__Exercise requirements__.
Give back exactly the lines from the one containing "point: arched window" through the end of the records, including both, and no others.

__Available records__.
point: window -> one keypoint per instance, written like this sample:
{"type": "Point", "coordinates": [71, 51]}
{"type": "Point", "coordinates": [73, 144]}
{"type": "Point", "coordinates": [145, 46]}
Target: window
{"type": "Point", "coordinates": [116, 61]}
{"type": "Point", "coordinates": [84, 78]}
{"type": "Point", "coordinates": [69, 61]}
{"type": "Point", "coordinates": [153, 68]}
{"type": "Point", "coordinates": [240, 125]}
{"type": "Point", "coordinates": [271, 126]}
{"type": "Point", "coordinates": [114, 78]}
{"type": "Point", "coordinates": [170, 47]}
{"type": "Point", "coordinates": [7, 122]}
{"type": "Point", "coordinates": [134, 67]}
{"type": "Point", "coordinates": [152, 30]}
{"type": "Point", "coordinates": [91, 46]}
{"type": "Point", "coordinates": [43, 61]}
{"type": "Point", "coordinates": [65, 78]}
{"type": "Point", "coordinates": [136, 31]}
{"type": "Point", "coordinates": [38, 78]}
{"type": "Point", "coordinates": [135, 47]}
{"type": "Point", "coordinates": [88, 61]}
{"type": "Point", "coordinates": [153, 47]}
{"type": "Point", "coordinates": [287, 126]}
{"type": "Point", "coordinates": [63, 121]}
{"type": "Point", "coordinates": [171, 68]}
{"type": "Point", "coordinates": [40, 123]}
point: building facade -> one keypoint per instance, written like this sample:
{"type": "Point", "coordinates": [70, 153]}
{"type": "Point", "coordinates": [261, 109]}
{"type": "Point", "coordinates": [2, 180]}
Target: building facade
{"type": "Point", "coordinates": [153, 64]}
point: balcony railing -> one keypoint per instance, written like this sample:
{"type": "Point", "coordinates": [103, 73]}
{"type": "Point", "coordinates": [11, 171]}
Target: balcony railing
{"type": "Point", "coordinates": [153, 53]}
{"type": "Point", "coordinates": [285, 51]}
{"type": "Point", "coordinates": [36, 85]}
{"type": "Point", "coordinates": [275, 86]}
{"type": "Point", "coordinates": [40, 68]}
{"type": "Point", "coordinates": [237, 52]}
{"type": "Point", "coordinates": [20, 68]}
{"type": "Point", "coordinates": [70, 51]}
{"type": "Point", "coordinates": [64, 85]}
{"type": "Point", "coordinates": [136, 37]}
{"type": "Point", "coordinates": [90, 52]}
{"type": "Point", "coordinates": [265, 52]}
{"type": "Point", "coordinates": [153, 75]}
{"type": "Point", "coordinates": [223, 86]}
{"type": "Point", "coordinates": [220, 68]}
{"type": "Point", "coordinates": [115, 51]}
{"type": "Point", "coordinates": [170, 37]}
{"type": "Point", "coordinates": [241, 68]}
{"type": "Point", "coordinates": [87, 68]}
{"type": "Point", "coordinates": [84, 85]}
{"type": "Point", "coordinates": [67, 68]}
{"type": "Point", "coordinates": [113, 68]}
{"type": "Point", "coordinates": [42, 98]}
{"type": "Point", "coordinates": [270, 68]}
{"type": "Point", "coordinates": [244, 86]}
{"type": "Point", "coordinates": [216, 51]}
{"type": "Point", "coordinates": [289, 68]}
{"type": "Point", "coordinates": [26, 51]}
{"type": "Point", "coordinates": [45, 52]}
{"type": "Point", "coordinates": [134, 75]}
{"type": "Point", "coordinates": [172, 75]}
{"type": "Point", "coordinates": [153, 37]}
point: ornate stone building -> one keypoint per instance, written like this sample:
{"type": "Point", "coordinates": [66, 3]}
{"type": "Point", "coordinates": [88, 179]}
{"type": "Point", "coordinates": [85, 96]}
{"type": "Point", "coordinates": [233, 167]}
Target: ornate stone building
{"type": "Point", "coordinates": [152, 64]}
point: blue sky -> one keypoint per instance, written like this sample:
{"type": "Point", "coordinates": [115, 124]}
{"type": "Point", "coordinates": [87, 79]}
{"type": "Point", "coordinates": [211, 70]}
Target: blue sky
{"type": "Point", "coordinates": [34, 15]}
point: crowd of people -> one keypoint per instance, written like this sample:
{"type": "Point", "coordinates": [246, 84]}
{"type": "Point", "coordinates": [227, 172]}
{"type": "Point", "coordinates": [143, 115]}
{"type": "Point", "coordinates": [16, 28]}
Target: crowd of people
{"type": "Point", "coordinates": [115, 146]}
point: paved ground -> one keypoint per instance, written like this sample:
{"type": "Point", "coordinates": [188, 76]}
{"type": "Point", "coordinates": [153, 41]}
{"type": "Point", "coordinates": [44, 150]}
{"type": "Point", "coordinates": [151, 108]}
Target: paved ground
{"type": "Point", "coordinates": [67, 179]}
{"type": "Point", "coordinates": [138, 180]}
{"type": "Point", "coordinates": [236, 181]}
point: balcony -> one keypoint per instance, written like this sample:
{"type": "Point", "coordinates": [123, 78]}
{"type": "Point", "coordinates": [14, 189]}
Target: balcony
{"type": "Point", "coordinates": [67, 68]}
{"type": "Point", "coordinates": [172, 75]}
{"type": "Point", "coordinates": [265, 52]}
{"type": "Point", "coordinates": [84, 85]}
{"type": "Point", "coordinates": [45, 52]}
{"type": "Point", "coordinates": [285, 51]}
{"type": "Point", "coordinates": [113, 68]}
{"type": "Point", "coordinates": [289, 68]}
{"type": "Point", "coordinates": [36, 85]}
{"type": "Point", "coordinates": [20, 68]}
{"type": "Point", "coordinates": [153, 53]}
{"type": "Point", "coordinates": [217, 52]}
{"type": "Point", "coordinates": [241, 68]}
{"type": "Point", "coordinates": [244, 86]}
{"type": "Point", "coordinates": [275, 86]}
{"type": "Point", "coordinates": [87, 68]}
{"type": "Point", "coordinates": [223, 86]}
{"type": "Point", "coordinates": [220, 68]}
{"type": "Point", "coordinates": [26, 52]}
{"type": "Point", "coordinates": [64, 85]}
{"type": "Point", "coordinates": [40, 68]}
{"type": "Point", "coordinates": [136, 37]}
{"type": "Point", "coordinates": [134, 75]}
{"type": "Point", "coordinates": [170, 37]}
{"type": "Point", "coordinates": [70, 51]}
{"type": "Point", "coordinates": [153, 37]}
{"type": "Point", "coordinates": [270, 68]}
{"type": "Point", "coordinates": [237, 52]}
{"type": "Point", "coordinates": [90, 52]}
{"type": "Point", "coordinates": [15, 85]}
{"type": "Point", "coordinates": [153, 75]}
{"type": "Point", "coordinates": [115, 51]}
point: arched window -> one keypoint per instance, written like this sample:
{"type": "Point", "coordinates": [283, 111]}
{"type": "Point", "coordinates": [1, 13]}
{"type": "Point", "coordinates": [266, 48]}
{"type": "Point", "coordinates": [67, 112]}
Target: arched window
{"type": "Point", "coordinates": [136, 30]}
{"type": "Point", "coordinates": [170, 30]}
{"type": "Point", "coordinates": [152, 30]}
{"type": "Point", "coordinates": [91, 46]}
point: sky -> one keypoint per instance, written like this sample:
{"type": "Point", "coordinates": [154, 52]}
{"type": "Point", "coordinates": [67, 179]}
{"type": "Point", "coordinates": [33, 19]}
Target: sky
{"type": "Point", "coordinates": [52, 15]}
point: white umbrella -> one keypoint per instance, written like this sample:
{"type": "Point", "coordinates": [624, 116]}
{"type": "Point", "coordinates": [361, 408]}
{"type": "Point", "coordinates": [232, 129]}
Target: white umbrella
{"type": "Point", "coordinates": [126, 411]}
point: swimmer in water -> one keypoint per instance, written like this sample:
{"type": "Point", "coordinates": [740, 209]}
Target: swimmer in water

__Answer in full__.
point: arched window -> one keypoint per instance, written like this sample:
{"type": "Point", "coordinates": [283, 111]}
{"type": "Point", "coordinates": [1, 13]}
{"type": "Point", "coordinates": [266, 48]}
{"type": "Point", "coordinates": [67, 112]}
Target: arched window
{"type": "Point", "coordinates": [136, 30]}
{"type": "Point", "coordinates": [170, 30]}
{"type": "Point", "coordinates": [152, 30]}
{"type": "Point", "coordinates": [91, 46]}
point: sky -> one keypoint per instance, written like this sample:
{"type": "Point", "coordinates": [154, 52]}
{"type": "Point", "coordinates": [67, 179]}
{"type": "Point", "coordinates": [33, 19]}
Target: sky
{"type": "Point", "coordinates": [52, 15]}
point: white umbrella -> one keypoint per instance, written like this sample:
{"type": "Point", "coordinates": [624, 116]}
{"type": "Point", "coordinates": [361, 408]}
{"type": "Point", "coordinates": [232, 129]}
Target: white umbrella
{"type": "Point", "coordinates": [126, 411]}
point: swimmer in water -> one keypoint per instance, written like this sample:
{"type": "Point", "coordinates": [740, 209]}
Target: swimmer in water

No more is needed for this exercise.